§ SET OF TASKS
#1 Copy, word for word, the passage of the school attendance article from "Only 10 percent" up to and including "classes to school.".
#2 List every distinct percentage value that appears in the school attendance article.
#3 Extend the school attendance article, starting after its last sentence.

Some 55,000 pupils haven't returned to school; Schools satisfied with first days back
Around 55 thousand pupils haven't returned to class since primary schools opened on Monday, according to a survey conducted by the general association of school leaders AVS among over 1,100 school directors. Their parents keep them home out of concern that they will be infected by the coronavirus. Despite these absences, almost all school leaders are happy with how the transition from home schooling to back to class went, NOS reports.
Only 10 percent of schools had full attendance. The other 90 percent had one or more pupils not come in. "Often it was 1 or 2 percent of the pupils, but in 8 percent of schools, more than 10 percent of pupils are not yet at school," AVS chairperson Petra van Haren said to the broadcaster. According to her, many schools are concerned about still offering these kids distance learning while also dealing with a class full of pupils.
Some teachers also did not return to school yet. Over half of primary schools didn't start with their full staff. On average, 2 percent of teachers stayed at home, largely because they themselves or a family member are vulnerable to the coronavirus. The vast majority of teachers who stayed at home were deployed to teach pupils who also stayed at home. Only 5 percent of schools did not have enough teachers to bring all classes to school.

§ SUPPLIED RECORDS
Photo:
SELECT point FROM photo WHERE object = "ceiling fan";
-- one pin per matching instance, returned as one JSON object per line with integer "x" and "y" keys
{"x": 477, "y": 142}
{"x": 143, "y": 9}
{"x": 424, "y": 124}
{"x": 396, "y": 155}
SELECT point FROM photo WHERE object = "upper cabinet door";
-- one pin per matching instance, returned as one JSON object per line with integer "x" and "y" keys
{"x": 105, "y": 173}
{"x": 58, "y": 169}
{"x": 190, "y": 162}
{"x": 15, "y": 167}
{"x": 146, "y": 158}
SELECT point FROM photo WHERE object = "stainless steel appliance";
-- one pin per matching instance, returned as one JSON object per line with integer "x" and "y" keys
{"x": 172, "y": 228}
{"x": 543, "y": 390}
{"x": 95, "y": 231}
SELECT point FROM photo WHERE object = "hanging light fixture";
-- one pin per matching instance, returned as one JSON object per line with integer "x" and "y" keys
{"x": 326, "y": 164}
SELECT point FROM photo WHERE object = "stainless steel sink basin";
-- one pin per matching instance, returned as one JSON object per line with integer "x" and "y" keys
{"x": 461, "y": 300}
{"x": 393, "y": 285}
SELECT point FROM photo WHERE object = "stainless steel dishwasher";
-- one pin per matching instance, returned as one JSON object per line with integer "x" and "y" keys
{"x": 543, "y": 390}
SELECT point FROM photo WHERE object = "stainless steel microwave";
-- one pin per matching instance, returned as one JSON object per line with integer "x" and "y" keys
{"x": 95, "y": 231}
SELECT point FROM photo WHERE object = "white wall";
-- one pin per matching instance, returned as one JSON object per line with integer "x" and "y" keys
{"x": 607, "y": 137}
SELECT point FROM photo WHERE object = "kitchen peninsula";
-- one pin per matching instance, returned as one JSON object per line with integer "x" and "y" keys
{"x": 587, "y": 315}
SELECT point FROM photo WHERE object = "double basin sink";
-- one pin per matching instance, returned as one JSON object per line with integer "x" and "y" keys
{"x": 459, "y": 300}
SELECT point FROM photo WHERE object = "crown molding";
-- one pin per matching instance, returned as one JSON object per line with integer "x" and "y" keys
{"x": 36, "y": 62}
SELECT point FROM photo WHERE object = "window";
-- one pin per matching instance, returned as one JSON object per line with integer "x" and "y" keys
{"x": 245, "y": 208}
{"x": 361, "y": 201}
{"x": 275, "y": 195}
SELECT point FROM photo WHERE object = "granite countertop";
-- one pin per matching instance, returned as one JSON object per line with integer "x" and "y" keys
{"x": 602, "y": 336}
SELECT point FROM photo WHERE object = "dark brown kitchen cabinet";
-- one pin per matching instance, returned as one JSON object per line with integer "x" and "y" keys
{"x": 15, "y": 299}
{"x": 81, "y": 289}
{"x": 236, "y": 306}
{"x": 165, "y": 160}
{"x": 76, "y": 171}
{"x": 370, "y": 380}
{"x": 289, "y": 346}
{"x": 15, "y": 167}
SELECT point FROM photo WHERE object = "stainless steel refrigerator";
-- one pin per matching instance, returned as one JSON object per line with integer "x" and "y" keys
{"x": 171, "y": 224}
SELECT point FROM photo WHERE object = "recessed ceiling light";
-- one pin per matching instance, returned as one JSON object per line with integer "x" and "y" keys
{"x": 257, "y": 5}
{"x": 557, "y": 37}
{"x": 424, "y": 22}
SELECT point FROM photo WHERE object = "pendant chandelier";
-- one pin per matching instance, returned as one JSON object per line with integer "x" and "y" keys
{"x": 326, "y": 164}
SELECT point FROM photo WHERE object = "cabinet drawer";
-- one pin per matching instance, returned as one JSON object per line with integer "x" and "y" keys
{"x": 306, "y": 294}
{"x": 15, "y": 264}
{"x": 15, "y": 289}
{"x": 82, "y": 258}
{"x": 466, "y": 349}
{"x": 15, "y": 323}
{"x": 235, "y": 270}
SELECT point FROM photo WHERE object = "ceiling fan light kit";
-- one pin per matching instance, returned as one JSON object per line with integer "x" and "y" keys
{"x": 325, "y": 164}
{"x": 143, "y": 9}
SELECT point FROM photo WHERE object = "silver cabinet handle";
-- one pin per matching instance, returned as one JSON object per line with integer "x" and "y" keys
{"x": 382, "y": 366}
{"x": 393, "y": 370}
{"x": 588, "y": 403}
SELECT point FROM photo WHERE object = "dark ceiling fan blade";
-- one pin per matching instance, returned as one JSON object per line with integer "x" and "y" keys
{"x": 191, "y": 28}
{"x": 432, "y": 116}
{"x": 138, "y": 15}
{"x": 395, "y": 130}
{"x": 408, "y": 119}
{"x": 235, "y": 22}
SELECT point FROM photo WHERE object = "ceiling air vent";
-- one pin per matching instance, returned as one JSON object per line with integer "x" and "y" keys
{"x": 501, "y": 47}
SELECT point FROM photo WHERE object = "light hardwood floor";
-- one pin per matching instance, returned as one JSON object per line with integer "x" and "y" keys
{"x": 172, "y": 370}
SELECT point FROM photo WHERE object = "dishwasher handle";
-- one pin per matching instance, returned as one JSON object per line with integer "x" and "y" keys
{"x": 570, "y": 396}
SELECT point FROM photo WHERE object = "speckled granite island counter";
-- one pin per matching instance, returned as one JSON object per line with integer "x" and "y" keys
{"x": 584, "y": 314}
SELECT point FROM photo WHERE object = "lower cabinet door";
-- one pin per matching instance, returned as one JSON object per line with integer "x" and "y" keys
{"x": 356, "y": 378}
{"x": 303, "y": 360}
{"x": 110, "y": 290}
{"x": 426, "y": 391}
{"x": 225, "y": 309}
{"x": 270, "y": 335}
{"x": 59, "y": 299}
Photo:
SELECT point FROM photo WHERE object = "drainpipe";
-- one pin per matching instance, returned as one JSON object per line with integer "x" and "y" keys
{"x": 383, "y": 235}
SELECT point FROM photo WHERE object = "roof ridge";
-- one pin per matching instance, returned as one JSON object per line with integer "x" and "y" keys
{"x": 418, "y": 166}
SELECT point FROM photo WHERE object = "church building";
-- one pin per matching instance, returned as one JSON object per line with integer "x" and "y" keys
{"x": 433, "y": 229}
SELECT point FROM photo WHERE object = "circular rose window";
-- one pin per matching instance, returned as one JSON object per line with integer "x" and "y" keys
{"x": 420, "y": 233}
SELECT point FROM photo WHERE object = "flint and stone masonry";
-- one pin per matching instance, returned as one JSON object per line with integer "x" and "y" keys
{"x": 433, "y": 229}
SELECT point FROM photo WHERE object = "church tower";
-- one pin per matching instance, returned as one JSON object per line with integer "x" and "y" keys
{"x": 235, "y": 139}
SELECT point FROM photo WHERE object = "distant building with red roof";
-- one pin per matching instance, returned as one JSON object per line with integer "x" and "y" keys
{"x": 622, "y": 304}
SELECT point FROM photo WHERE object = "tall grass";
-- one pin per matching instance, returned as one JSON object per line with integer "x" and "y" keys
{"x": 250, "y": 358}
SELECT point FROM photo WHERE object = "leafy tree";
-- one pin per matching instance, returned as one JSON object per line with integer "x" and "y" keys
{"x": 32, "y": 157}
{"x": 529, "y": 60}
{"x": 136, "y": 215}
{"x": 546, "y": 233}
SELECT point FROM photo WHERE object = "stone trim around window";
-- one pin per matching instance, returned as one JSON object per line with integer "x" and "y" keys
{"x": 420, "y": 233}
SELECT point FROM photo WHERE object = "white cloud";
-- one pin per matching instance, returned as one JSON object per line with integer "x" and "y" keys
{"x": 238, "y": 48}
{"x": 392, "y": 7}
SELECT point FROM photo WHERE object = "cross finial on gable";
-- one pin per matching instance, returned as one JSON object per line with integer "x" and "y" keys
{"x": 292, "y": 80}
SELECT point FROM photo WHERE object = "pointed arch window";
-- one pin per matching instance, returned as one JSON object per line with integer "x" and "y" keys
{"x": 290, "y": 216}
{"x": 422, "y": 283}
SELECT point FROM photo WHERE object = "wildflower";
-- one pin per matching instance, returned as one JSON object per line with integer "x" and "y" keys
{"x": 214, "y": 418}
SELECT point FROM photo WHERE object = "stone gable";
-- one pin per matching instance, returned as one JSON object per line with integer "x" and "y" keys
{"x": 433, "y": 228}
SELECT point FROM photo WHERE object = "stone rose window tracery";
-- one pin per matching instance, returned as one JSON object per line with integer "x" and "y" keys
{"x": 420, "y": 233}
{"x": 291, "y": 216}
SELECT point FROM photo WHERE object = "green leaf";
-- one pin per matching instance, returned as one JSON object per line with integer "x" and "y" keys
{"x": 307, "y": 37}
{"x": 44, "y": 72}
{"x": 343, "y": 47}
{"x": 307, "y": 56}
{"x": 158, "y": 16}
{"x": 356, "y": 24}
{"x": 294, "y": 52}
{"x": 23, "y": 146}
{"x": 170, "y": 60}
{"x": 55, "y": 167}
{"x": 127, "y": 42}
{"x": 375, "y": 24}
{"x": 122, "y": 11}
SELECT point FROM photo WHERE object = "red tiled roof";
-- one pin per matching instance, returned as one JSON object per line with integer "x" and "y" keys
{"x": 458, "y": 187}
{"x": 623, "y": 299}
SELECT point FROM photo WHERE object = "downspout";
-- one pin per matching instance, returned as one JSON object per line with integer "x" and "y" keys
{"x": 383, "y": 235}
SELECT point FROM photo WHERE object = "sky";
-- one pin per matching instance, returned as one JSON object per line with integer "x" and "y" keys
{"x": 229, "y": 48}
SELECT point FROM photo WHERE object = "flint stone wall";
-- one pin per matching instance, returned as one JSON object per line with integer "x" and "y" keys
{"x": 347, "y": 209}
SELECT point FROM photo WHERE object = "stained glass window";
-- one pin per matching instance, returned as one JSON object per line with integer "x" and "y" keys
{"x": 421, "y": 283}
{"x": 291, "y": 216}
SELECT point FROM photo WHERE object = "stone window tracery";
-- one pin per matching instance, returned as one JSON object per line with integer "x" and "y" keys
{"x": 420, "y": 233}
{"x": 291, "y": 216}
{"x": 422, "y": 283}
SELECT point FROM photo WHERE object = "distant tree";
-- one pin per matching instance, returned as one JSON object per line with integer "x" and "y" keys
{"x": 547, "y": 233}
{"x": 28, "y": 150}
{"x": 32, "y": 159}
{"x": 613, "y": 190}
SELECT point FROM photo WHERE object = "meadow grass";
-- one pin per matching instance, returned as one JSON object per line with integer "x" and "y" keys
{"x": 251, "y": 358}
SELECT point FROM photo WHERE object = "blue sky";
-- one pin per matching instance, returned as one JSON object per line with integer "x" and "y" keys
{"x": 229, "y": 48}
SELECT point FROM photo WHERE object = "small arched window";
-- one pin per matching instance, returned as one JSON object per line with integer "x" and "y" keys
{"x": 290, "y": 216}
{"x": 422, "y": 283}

§ EXERCISE RESPONSES
#1
Only 10 percent of schools had full attendance. The other 90 percent had one or more pupils not come in. "Often it was 1 or 2 percent of the pupils, but in 8 percent of schools, more than 10 percent of pupils are not yet at school," AVS chairperson Petra van Haren said to the broadcaster. According to her, many schools are concerned about still offering these kids distance learning while also dealing with a class full of pupils.
Some teachers also did not return to school yet. Over half of primary schools didn't start with their full staff. On average, 2 percent of teachers stayed at home, largely because they themselves or a family member are vulnerable to the coronavirus. The vast majority of teachers who stayed at home were deployed to teach pupils who also stayed at home. Only 5 percent of schools did not have enough teachers to bring all classes to school.

#2 1 percent, 2 percent, 5 percent, 8 percent, 10 percent, 90 percent

#3
97 percent of school leaders told AVS that the first days back at school went well. 21 percent even called them great. "There was a lot of joy in seeing the children again," Van Haren said to NOS. "We are proud of all the school leaders who organized this together with their team and are back to normal in this unusual time." 92 percent of school leaders said that hygiene measures were adhered to as desired. About 21 percent of schools use masks or gloves - teachers in special education often have physical care duties, and teachers in all types of education feel safer with protective gear when the clean up or have to tend to a minor injury.
According to the school leaders, the agreements made between parents and schools about how to drop off and pick up pupils were adhered to in most schools. The same applies to out-of-school care, with which 95 percent of schools have clear agreements.
While the school leaders are extremely satisfied, parents did run into some practical problems. A helpline established by the Foundation for Working Parents received some 400 complaints. Complaints involved things like schools teaching half days, resulting in siblings not going to school at the same time. There were complaints about the connection between schools and out-of-school care. The helpline also received some complaints from parents in crucial professions, whose kids were refused by emergency care centers because the schools are now open again.